## Exercise instructions
Starting at the line below that contains "Would you be able to mark the gray", print each line through the end of the records exactly as it appears.

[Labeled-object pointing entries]
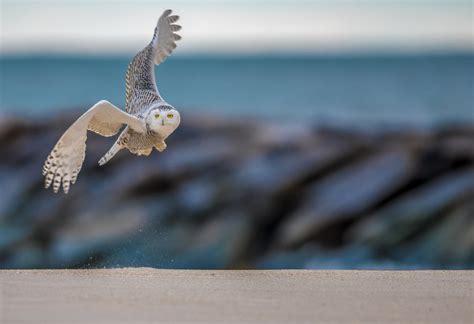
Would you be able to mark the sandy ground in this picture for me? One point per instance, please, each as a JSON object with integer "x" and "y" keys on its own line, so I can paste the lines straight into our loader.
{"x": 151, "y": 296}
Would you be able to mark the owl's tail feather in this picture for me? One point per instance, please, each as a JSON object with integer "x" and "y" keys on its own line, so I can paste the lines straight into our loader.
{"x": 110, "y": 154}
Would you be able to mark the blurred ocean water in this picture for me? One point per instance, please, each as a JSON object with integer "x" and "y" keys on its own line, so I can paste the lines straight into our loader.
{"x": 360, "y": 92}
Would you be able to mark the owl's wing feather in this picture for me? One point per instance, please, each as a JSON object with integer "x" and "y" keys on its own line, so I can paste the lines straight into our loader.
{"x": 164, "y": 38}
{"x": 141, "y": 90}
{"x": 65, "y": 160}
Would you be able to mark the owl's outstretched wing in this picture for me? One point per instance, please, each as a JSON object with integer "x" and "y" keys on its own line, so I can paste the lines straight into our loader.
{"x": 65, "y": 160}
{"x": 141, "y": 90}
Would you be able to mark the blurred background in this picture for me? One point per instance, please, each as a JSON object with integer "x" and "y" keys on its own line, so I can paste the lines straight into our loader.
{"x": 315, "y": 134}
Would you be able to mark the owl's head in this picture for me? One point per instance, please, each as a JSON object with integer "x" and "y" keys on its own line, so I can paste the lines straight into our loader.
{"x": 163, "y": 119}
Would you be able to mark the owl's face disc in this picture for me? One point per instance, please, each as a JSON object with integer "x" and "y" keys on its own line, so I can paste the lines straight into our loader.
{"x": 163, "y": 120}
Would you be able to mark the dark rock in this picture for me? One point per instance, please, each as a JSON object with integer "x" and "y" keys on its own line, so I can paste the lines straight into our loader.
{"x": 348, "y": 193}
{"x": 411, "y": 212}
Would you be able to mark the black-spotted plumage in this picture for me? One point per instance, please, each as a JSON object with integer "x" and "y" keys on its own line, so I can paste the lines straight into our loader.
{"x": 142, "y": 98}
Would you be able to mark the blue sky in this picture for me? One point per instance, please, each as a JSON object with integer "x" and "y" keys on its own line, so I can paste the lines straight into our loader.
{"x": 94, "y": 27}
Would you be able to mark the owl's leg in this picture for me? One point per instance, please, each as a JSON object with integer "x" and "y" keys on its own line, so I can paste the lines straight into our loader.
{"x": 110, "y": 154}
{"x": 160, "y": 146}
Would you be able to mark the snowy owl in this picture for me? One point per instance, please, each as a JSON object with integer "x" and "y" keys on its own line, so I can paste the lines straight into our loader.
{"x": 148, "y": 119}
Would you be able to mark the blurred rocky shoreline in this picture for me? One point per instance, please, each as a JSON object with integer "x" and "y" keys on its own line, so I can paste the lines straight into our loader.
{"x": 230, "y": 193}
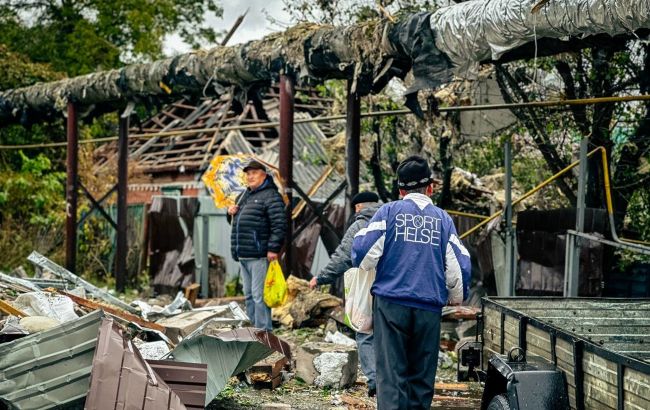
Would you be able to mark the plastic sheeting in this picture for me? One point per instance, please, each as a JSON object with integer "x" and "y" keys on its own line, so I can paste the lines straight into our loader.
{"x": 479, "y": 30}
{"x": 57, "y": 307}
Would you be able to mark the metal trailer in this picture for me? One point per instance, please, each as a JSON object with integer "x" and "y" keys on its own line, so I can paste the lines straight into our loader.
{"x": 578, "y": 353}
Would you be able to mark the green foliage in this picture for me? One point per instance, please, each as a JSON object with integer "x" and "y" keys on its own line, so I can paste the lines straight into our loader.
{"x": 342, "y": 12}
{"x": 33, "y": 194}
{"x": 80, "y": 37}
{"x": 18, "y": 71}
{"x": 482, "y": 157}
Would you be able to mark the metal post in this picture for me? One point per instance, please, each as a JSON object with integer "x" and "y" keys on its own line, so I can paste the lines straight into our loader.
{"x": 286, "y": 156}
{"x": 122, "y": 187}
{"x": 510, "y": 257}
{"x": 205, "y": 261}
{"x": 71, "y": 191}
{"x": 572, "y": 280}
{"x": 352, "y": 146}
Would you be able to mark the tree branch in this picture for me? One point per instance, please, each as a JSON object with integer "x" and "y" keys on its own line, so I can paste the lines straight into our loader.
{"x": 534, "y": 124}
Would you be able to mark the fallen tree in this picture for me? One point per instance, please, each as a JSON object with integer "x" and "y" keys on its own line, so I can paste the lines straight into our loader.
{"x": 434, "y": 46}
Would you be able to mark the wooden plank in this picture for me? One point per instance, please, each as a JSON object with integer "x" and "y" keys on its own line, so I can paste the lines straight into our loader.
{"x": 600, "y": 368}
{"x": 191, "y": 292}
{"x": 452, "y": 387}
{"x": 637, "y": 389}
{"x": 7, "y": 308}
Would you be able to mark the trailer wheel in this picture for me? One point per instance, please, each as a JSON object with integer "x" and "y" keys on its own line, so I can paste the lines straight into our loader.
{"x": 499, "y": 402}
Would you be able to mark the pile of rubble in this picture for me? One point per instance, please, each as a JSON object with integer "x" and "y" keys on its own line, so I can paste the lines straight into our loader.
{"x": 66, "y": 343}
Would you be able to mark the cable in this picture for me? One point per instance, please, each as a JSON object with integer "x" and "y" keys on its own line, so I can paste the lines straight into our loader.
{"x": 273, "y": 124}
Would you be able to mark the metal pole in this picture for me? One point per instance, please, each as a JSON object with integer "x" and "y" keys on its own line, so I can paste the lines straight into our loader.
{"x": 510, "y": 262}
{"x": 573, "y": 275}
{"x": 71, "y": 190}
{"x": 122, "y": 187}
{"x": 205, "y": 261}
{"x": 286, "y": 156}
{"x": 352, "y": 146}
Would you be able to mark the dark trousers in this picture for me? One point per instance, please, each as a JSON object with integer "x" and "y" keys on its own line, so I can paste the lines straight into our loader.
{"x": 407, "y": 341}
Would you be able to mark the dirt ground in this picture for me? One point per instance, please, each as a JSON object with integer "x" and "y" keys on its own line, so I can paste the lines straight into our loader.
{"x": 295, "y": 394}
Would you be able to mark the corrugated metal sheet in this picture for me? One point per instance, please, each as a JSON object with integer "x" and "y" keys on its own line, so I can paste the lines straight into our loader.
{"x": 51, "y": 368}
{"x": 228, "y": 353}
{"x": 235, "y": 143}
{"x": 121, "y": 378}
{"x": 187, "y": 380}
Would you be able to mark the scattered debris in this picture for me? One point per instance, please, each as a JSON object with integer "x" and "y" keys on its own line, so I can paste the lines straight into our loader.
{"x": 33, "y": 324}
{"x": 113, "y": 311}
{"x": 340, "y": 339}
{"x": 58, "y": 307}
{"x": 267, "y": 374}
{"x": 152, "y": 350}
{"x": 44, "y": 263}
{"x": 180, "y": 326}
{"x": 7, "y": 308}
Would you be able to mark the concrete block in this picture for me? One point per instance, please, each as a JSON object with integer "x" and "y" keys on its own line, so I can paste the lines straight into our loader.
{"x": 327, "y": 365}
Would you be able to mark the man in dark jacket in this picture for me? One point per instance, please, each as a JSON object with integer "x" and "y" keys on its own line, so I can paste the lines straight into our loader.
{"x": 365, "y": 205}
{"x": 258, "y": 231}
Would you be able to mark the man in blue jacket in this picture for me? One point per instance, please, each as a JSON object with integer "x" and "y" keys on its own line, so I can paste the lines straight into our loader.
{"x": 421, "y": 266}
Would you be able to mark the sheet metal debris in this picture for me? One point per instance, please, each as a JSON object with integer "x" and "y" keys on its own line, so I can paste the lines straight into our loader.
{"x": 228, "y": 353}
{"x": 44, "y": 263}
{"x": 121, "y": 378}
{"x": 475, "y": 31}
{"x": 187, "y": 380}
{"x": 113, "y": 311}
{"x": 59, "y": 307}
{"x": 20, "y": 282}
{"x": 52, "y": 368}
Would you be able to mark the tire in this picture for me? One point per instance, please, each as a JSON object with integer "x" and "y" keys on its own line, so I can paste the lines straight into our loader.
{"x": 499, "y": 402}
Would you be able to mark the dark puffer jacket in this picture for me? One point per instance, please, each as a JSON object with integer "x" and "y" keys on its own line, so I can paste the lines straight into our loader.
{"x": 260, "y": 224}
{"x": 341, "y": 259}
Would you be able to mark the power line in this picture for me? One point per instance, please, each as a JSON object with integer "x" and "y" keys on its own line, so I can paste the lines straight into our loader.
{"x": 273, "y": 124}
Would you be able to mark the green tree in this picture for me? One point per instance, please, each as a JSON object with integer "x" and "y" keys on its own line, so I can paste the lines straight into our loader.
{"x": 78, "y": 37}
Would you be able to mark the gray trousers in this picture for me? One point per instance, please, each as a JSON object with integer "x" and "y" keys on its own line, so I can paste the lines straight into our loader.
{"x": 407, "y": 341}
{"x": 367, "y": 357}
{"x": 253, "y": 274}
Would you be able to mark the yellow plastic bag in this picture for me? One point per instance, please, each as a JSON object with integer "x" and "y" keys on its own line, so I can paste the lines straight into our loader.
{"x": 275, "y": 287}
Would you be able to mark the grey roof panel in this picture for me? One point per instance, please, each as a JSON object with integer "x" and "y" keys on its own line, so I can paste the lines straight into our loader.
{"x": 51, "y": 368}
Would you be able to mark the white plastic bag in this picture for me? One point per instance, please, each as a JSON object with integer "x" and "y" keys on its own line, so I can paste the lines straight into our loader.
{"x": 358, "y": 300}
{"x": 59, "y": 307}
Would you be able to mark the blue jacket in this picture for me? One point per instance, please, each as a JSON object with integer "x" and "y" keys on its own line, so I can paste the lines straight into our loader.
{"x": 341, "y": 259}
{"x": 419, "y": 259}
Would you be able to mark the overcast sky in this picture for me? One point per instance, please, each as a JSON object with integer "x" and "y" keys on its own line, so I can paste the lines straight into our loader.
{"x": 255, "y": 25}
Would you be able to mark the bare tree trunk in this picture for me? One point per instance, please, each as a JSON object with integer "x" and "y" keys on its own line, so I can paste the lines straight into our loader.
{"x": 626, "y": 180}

## Expected output
Would you be able to mark the gray trousers in this picture for me? One point per instance, please, each as a JSON object with integer "x" and "y" keys on its own line, so I can paste the lines straight into our loader.
{"x": 407, "y": 341}
{"x": 367, "y": 357}
{"x": 253, "y": 274}
Would you be able to mark the yellow plastic bag in this picture for me? One point per instance, please, each as a JSON object with integer "x" and "y" keys on its own line, so I can paste the lines straight into our loader.
{"x": 275, "y": 287}
Would you be able to mark the grey roof panel in this picture for me? One point per instance, please, each as a JSON object with integer "x" and "y" keys on its own line, so I can paste the lines straight into our loader.
{"x": 51, "y": 368}
Would you be able to mark the white plastic bag in this picture for me? One point per instance, please, each as a JSON object with integer "x" and "y" keys on its own line, so I can paste the lines straight into our loader.
{"x": 358, "y": 300}
{"x": 59, "y": 307}
Would you be able to mark the blue jacket in this picture for me? One point per instance, please, each as a JSON object with integer "x" and "y" keys on its own line, so I can paste the lines straight into our loader.
{"x": 341, "y": 259}
{"x": 419, "y": 259}
Would you be able to mark the overcast sky in this picture for me? One point per instance, please, each as a JSON object with integer "x" and "y" keys on its own line, so I can paste the lines straight into our loader.
{"x": 255, "y": 25}
Would you be able to mark the bare tree trunk in this picture for me? One point per instance, please, each as a JSON object with integer "x" and "y" keys on its own line, so I can paste the lines straight into our loader.
{"x": 626, "y": 180}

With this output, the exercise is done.